### Work to complete
Reproduce the records below verbatim, starting with the line that contains "Where is the pointed slate roof in it?" and continuing through the final line of the records, with both of those lines included.

[Items stored from a collection]
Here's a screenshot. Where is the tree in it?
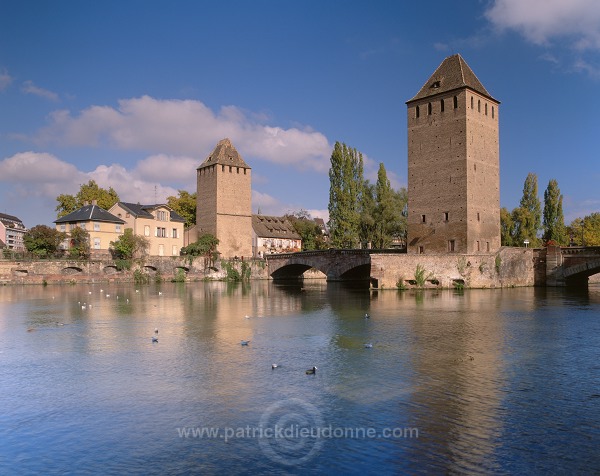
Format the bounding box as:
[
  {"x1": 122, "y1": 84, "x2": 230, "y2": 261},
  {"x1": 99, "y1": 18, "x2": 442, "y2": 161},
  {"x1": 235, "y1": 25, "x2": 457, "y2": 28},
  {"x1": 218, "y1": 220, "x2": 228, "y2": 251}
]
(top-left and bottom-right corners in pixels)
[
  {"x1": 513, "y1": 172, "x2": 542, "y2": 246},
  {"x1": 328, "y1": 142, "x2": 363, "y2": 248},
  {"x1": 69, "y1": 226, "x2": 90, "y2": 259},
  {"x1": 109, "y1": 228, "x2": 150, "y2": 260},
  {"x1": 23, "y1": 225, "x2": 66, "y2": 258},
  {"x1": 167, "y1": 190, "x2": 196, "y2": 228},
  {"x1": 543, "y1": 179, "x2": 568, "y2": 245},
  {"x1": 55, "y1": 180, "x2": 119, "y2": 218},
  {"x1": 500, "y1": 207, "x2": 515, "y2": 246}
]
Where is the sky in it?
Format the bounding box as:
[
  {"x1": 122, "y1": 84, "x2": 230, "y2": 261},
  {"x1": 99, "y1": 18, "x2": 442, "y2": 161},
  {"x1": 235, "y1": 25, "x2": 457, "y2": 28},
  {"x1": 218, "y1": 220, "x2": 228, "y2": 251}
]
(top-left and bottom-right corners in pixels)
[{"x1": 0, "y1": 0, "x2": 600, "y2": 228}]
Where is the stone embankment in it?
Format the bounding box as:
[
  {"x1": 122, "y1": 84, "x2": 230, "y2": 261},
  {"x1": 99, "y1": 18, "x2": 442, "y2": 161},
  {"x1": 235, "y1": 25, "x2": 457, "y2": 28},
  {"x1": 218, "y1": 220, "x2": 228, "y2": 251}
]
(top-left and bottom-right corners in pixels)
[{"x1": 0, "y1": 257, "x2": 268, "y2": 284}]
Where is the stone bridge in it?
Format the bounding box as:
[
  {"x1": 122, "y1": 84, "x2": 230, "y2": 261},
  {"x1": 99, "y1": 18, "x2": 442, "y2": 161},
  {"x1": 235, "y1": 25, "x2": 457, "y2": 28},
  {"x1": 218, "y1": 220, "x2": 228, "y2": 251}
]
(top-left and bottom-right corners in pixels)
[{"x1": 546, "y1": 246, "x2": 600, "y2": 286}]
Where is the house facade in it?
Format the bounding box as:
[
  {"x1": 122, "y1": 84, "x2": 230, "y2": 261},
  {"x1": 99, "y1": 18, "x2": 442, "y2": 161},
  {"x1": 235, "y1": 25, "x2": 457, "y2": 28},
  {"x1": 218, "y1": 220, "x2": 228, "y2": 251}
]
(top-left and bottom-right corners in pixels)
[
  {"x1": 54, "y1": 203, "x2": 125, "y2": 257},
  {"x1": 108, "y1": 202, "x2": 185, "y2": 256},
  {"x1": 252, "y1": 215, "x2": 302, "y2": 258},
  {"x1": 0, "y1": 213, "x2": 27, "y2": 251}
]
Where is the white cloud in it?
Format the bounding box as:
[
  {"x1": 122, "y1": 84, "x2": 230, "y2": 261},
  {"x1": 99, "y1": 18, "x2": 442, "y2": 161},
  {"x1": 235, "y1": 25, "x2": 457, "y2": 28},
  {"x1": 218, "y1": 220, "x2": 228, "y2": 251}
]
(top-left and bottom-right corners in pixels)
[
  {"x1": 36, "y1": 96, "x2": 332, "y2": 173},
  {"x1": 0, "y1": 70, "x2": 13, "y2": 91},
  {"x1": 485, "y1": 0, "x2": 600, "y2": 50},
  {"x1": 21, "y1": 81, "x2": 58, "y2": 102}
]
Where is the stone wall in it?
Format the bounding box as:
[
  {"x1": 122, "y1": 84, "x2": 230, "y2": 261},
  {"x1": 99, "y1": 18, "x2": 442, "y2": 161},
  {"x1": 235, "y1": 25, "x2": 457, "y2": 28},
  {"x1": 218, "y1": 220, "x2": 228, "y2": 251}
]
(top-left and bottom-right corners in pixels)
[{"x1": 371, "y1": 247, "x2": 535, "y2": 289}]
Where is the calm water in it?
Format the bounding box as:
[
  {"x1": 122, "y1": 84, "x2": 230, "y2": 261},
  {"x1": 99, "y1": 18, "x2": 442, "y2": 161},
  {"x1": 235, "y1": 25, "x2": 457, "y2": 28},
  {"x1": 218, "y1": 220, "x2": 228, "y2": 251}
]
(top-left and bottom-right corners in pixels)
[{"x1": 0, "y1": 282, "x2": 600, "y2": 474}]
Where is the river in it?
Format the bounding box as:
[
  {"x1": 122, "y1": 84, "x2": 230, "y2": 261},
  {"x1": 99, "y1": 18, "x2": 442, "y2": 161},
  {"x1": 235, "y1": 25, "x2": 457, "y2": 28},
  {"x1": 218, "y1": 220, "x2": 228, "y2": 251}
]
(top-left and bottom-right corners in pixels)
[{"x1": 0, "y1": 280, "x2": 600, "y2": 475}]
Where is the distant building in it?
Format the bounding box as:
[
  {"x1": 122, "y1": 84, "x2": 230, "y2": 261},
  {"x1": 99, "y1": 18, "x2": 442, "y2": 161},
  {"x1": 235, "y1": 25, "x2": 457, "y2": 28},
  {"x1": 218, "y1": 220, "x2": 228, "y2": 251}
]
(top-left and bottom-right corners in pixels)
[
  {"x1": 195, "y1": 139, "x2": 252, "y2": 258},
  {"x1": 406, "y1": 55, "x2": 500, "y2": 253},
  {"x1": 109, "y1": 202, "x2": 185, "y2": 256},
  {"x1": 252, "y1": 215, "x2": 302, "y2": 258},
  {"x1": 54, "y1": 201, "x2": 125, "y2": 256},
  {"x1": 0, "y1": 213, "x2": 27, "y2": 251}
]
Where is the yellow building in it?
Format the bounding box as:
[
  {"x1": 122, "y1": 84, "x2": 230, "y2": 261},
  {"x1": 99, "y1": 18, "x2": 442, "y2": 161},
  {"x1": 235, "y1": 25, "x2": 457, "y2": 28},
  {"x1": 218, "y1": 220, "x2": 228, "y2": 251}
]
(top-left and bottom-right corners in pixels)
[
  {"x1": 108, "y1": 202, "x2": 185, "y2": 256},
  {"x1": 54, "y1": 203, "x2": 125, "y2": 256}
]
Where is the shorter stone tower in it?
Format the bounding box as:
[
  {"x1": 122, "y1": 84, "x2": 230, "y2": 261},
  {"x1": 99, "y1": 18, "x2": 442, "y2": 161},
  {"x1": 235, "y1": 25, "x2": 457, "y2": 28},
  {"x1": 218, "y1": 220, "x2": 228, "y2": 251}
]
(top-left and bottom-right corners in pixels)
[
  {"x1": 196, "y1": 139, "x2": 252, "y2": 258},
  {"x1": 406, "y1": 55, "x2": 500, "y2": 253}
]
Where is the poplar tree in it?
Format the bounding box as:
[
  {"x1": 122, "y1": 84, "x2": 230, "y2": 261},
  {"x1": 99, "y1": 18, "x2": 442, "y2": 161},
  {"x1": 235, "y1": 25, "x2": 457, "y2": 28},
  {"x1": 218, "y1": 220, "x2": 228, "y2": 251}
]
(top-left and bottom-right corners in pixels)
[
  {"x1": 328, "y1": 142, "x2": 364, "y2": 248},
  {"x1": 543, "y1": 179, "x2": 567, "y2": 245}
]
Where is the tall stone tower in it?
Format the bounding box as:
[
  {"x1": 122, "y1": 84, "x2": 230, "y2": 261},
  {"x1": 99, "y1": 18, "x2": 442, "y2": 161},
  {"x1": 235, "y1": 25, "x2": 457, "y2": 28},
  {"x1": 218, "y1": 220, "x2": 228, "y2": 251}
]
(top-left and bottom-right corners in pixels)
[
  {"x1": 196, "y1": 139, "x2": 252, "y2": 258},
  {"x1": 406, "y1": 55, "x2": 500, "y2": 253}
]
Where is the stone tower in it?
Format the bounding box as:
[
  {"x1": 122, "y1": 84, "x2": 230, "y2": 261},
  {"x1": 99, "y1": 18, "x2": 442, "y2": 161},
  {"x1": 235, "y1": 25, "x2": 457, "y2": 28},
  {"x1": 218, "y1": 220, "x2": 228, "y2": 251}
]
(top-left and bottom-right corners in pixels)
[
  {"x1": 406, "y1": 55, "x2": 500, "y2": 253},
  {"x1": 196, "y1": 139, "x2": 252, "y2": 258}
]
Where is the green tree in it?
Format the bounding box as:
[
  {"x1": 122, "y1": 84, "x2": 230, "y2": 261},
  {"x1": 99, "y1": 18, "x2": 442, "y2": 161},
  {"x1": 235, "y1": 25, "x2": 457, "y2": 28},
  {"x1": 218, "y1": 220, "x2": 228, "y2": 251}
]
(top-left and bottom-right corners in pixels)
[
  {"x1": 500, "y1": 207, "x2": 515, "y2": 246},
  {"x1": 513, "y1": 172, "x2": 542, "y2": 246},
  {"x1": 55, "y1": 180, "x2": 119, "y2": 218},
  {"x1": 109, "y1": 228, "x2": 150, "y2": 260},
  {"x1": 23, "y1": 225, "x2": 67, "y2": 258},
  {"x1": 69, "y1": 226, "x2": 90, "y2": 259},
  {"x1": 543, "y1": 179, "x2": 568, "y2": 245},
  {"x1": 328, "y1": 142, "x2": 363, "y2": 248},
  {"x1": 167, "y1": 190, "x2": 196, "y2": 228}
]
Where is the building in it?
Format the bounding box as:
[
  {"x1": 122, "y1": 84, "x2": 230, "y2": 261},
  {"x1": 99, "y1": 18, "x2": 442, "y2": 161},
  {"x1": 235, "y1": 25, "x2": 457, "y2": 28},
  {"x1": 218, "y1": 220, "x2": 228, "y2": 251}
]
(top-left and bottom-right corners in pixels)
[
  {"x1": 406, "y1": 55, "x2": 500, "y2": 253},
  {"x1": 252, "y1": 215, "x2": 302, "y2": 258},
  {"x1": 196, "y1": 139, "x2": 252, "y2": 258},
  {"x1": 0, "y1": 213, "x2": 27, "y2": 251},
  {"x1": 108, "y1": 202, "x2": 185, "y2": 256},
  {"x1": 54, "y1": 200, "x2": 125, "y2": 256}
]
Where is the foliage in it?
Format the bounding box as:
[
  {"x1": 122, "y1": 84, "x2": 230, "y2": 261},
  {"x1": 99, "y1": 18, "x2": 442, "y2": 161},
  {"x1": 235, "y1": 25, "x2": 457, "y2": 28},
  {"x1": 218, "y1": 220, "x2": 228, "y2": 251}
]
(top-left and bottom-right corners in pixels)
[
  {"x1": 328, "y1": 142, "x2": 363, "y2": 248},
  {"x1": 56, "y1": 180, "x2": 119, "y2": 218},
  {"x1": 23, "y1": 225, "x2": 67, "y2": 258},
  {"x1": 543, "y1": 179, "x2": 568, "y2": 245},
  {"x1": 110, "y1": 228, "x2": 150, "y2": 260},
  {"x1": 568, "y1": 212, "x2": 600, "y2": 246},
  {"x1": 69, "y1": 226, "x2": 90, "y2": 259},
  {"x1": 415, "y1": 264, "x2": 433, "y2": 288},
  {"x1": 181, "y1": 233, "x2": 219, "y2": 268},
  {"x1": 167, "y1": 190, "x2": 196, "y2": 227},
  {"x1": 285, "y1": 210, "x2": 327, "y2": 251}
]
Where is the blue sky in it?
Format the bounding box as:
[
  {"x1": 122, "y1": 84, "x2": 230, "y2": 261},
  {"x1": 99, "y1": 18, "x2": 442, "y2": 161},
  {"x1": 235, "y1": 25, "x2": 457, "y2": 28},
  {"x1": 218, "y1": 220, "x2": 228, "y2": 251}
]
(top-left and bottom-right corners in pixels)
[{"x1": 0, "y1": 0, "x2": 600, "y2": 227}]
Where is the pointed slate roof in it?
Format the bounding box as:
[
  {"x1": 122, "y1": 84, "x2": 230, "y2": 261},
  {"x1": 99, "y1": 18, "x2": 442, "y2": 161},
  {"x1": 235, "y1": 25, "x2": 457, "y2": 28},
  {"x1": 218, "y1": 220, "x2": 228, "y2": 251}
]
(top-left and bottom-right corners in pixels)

### Exercise output
Where is the pointed slate roof in it?
Format the bounding box as:
[
  {"x1": 122, "y1": 84, "x2": 230, "y2": 261},
  {"x1": 99, "y1": 18, "x2": 442, "y2": 161},
  {"x1": 235, "y1": 25, "x2": 457, "y2": 28},
  {"x1": 218, "y1": 220, "x2": 228, "y2": 251}
]
(top-left and bottom-right corners in pixels)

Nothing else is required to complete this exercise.